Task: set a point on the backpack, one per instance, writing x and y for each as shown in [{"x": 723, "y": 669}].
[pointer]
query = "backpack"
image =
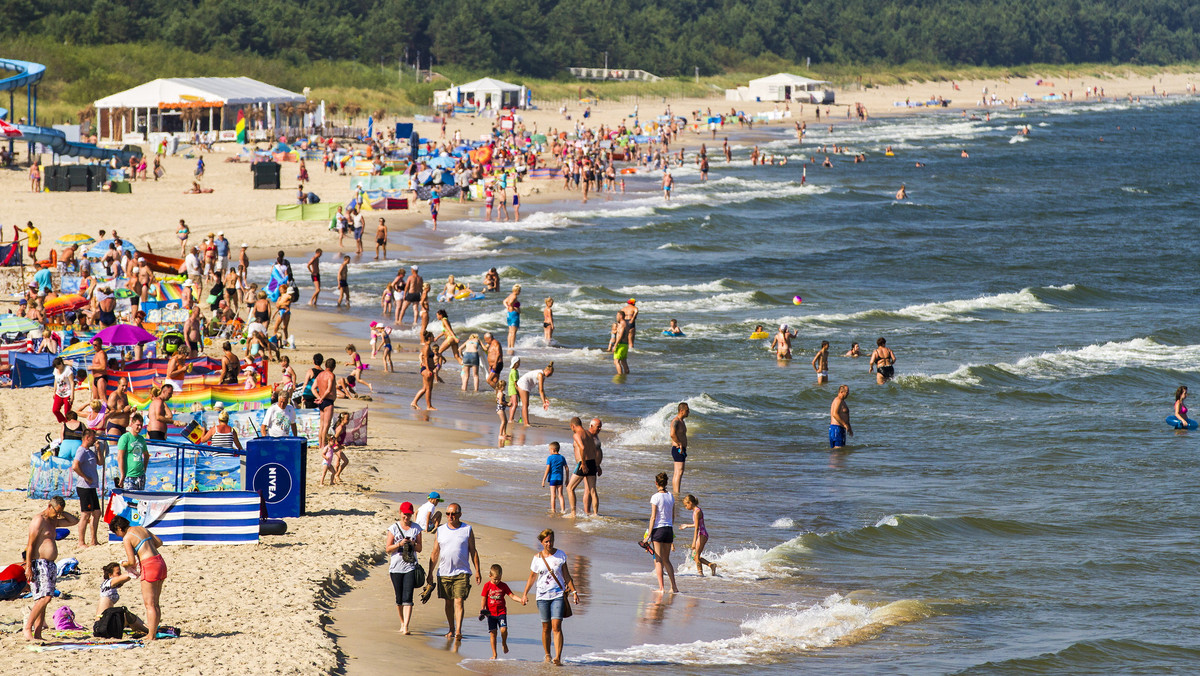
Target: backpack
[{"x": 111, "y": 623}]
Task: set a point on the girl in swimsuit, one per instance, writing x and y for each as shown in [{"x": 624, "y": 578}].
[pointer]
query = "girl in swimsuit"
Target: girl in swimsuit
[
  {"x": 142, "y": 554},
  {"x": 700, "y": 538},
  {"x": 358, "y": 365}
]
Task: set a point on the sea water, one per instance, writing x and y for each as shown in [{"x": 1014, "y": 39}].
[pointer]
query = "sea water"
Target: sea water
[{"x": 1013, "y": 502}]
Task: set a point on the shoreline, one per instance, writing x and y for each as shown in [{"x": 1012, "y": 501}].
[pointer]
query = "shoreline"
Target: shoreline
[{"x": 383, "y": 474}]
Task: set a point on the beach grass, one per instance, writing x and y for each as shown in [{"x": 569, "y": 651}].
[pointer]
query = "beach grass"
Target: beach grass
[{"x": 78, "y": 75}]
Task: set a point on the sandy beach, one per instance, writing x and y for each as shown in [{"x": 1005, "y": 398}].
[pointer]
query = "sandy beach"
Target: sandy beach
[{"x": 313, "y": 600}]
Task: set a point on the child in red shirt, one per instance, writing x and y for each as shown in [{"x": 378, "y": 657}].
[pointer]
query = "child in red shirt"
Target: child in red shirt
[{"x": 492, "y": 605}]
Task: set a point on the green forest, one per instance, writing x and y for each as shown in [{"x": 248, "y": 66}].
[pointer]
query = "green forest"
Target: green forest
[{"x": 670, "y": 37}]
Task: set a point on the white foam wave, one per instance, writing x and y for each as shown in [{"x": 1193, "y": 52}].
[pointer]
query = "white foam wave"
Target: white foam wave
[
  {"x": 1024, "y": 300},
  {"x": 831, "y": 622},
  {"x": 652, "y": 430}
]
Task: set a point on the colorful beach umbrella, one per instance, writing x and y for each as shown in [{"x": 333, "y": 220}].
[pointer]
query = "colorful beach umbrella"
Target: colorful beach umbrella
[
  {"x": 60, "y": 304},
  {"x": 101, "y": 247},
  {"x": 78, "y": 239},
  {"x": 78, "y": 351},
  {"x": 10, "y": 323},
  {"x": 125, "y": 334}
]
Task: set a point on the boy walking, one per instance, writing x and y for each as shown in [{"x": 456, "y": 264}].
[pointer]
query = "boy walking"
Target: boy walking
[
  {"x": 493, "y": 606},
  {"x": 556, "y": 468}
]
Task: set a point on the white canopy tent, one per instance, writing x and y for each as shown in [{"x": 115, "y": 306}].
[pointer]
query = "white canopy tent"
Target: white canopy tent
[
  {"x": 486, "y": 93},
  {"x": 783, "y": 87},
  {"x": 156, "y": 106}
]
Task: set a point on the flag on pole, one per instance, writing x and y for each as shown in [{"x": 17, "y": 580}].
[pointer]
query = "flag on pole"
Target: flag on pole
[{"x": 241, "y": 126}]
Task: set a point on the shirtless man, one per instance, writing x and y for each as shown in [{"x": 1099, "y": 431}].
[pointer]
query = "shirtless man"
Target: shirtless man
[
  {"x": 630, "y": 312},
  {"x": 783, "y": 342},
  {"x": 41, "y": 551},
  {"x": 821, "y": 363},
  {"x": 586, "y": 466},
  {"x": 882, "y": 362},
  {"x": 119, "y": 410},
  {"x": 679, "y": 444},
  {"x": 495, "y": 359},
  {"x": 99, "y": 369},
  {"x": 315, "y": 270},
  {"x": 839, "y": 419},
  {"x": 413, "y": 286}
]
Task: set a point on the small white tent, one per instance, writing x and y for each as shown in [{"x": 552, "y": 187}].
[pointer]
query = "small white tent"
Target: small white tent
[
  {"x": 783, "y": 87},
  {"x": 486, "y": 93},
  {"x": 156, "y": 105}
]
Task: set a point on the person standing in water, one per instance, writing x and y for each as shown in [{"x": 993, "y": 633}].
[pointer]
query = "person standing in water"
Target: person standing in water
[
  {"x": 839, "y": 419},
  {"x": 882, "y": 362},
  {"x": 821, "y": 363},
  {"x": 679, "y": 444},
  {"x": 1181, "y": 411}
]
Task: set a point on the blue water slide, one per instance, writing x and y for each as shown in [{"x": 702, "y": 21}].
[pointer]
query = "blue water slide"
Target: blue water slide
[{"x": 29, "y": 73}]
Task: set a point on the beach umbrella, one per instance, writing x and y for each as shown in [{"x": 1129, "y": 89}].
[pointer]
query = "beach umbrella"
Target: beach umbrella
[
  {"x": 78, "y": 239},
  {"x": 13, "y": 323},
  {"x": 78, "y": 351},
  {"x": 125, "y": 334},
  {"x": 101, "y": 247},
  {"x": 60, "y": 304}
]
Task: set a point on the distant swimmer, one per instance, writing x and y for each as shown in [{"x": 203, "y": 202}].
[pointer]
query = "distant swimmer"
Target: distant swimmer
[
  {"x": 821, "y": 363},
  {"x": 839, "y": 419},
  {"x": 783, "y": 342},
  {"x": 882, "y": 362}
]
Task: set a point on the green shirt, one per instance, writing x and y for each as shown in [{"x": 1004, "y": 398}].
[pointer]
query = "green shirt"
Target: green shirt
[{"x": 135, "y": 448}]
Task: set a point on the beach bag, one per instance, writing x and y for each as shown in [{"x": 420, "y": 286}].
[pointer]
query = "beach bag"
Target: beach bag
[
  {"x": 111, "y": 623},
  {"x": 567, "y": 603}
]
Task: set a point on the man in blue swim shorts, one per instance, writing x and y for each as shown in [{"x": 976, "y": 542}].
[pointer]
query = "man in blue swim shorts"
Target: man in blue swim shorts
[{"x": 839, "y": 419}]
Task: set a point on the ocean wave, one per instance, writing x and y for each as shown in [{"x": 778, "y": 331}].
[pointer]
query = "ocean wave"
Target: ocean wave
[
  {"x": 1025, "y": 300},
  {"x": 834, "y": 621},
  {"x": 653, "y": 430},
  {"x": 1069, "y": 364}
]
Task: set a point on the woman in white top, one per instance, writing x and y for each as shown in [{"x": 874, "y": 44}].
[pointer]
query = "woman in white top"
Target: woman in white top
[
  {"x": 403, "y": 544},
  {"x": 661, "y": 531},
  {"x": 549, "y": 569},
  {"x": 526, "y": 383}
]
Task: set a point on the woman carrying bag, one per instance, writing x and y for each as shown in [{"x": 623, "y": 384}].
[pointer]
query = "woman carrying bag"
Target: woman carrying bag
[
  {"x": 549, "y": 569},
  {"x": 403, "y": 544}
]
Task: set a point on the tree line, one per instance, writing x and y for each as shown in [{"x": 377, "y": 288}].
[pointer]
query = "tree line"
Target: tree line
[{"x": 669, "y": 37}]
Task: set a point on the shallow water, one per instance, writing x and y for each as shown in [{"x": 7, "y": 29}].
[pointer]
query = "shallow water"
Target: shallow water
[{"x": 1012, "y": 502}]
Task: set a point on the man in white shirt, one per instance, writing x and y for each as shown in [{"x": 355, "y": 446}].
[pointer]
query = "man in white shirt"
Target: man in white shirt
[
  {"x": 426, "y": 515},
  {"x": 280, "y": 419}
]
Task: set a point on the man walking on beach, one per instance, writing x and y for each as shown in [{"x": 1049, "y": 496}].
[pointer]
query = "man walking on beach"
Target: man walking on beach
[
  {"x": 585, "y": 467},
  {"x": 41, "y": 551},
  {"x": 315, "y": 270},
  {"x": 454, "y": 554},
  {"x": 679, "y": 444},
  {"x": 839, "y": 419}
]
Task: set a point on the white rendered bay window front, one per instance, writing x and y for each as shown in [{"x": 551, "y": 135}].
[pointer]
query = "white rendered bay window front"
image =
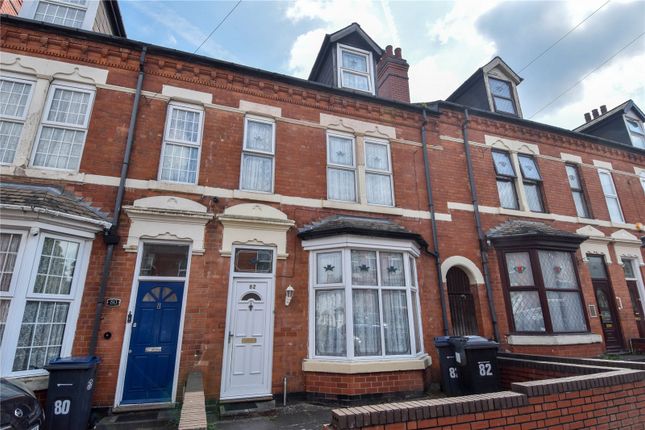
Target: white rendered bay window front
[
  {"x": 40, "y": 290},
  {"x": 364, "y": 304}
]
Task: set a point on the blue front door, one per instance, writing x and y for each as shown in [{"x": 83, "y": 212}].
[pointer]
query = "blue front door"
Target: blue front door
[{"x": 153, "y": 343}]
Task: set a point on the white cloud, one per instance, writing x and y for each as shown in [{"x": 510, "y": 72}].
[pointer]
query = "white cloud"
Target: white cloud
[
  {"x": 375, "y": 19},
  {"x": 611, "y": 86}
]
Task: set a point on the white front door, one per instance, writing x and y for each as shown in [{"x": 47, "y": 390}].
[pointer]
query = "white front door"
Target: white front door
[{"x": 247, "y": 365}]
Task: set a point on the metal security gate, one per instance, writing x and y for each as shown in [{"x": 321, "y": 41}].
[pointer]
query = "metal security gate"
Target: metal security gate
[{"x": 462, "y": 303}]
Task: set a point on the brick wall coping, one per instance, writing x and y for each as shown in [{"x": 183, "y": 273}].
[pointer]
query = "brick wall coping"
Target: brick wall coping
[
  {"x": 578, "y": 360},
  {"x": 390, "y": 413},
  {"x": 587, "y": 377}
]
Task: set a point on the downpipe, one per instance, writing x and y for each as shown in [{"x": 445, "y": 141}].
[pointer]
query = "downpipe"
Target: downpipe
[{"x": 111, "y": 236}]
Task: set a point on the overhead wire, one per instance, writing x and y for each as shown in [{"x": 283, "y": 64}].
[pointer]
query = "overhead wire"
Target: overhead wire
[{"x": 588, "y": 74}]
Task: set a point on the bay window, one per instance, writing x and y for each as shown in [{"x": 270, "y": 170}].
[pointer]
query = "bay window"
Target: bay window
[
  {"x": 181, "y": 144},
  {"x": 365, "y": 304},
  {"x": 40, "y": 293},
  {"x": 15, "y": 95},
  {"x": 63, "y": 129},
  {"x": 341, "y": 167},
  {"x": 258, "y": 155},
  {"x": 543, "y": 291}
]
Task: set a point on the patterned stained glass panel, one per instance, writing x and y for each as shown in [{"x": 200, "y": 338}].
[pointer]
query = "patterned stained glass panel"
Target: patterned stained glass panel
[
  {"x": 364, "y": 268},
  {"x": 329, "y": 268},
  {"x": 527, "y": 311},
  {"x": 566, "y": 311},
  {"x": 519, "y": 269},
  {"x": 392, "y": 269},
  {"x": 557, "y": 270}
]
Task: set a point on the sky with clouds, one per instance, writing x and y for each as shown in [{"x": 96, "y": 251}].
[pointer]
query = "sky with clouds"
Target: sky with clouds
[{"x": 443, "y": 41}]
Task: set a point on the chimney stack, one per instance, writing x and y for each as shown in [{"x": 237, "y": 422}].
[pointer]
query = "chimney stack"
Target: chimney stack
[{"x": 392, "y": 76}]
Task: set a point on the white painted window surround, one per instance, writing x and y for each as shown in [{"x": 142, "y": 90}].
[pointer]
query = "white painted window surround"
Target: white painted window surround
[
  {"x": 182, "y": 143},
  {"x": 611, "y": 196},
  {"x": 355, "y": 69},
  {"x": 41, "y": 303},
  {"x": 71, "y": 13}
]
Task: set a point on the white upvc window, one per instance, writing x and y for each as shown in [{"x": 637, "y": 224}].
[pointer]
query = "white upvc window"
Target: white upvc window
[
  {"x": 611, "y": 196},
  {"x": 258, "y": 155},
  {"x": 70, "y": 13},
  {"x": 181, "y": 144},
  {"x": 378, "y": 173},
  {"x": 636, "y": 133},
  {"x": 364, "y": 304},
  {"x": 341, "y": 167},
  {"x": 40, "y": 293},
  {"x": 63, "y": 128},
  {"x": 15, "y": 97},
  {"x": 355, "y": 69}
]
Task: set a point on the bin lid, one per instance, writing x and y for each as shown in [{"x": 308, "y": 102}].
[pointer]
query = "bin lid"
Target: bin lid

WHAT TO WORK ON >> Start with the line above that contains "Task: set a point on the distant" and end with the line that contains "Task: set a point on the tree". Write out those lines exactly, and only those.

RESULT OF THIS TASK >>
Task: set a point on the distant swimmer, one per instance, writing x and y for each as shown in [{"x": 203, "y": 202}].
[pointer]
query = "distant swimmer"
Target: distant swimmer
[
  {"x": 821, "y": 363},
  {"x": 839, "y": 419},
  {"x": 783, "y": 342},
  {"x": 882, "y": 362}
]
Task: set a point on the green shirt, one per instance, writing x and y for each as shown in [{"x": 1004, "y": 398}].
[pointer]
query = "green shirt"
Target: green shirt
[{"x": 135, "y": 448}]
Task: set a point on the beach bag, one per instance, writing x and y for each as shown in [{"x": 420, "y": 286}].
[pointer]
query = "beach bag"
Target: beach bag
[
  {"x": 111, "y": 623},
  {"x": 567, "y": 603}
]
Task: set a point on the man in blue swim shorts, one per instance, writing x and y for each as shown in [{"x": 976, "y": 542}].
[pointer]
query = "man in blue swim shorts"
Target: man in blue swim shorts
[{"x": 839, "y": 419}]
Task: set a point on the ocean wave, one per instance, writing x and y for each as shown in [{"x": 778, "y": 331}].
[pointer]
query = "ocean wave"
Target: ocean wave
[
  {"x": 1025, "y": 300},
  {"x": 834, "y": 621},
  {"x": 653, "y": 430},
  {"x": 1069, "y": 364}
]
Task: set a point on the woman in white top, one per instance, writing x and y for each as shown in [{"x": 874, "y": 44}].
[pointer]
query = "woman in white top"
Target: woman in white top
[
  {"x": 403, "y": 544},
  {"x": 661, "y": 531},
  {"x": 549, "y": 569},
  {"x": 526, "y": 383}
]
Task: set a point on the woman carrying bag, one per instance, writing x and y for each as shown in [{"x": 623, "y": 384}].
[pointer]
query = "woman carrying bag"
Target: woman carrying bag
[
  {"x": 549, "y": 569},
  {"x": 403, "y": 544}
]
Task: set a point on the tree line, one per instance, writing x and y for each as shown in [{"x": 377, "y": 288}].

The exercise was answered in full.